Copy the records word for word, from the beginning through the line containing "22L130 34L139 39L154".

** Start LISTING **

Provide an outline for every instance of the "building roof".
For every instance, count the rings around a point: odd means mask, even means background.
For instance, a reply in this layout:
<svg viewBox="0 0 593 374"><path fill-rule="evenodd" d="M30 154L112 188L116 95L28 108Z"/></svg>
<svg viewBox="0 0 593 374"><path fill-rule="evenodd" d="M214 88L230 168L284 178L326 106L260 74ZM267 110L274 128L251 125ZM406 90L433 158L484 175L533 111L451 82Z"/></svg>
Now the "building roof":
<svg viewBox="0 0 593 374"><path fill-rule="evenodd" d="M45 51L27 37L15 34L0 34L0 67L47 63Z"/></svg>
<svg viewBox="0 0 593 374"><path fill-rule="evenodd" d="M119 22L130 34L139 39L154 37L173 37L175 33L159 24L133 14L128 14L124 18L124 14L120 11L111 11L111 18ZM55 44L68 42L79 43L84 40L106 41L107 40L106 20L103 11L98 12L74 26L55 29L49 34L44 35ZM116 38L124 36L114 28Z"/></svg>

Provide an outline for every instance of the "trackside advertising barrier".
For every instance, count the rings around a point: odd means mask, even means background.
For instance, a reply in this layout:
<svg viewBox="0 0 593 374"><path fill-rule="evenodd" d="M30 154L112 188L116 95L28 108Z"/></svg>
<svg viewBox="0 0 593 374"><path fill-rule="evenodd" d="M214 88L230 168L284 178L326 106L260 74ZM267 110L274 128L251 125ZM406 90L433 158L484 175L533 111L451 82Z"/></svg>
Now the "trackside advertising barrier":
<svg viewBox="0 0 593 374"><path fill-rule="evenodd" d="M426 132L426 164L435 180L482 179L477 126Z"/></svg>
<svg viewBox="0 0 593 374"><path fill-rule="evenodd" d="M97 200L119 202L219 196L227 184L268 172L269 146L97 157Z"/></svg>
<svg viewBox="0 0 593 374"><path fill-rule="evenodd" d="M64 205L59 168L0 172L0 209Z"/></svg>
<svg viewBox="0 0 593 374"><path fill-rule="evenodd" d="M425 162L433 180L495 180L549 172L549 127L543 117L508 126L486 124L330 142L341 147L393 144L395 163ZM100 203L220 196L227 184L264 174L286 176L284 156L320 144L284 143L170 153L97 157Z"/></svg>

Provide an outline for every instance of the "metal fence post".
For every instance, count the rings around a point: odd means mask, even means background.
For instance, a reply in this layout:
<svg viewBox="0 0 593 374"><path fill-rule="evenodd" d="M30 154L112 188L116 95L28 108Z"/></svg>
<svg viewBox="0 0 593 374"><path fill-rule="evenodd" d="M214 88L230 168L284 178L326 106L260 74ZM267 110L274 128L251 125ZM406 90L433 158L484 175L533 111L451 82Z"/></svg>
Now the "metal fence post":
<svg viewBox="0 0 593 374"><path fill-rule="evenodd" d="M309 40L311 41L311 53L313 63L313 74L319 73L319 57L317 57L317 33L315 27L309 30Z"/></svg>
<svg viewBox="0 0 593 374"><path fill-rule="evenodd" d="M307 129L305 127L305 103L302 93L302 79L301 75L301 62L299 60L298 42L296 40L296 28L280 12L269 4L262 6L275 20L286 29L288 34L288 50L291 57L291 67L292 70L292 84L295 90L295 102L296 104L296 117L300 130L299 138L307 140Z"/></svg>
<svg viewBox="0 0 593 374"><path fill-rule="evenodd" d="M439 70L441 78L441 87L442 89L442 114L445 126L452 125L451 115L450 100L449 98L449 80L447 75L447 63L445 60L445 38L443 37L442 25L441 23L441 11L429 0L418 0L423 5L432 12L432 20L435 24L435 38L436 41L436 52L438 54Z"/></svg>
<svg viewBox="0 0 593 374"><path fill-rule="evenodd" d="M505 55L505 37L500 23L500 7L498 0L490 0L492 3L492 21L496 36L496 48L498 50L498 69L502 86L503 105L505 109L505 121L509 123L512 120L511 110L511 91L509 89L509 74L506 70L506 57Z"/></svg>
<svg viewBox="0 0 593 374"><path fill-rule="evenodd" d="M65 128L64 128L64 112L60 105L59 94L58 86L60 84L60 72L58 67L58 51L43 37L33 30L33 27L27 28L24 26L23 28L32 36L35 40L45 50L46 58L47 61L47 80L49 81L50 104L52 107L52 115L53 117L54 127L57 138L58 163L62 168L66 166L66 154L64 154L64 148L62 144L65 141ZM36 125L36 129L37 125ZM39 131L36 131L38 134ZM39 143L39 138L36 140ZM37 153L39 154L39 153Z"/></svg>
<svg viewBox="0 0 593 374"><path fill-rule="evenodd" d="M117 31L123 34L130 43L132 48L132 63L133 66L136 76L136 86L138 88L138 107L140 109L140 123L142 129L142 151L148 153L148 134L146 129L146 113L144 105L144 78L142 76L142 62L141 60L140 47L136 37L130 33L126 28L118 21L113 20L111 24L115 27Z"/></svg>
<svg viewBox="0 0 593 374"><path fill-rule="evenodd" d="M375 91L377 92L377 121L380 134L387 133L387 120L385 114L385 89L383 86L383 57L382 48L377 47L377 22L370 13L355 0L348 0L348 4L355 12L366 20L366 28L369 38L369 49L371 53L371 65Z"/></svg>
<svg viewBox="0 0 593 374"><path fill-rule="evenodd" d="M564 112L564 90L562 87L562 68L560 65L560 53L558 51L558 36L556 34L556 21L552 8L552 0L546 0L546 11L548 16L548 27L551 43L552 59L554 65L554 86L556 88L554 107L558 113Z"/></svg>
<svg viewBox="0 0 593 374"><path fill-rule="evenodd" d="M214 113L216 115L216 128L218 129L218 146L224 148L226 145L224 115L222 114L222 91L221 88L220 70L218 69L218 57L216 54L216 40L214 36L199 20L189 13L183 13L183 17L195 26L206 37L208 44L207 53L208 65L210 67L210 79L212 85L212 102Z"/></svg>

** End LISTING **

- [RESULT]
Provide an outline for every instance of the "building roof".
For every instance, count the rings around a point: odd means mask, even means background.
For instance, a reply in this layout:
<svg viewBox="0 0 593 374"><path fill-rule="evenodd" d="M30 154L112 188L116 95L28 108Z"/></svg>
<svg viewBox="0 0 593 374"><path fill-rule="evenodd" d="M214 88L230 168L284 178L326 106L260 74ZM267 110L274 128L251 125ZM406 90L433 158L484 175L533 111L451 82Z"/></svg>
Now the "building roof":
<svg viewBox="0 0 593 374"><path fill-rule="evenodd" d="M45 51L27 37L15 34L0 34L0 67L47 63Z"/></svg>
<svg viewBox="0 0 593 374"><path fill-rule="evenodd" d="M119 22L130 34L139 39L154 37L173 37L175 33L159 24L133 14L128 14L124 18L124 14L120 11L111 11L111 18ZM55 44L68 42L79 43L84 40L106 41L107 40L106 20L103 11L98 12L74 26L55 29L49 34L44 35ZM116 38L124 36L114 28Z"/></svg>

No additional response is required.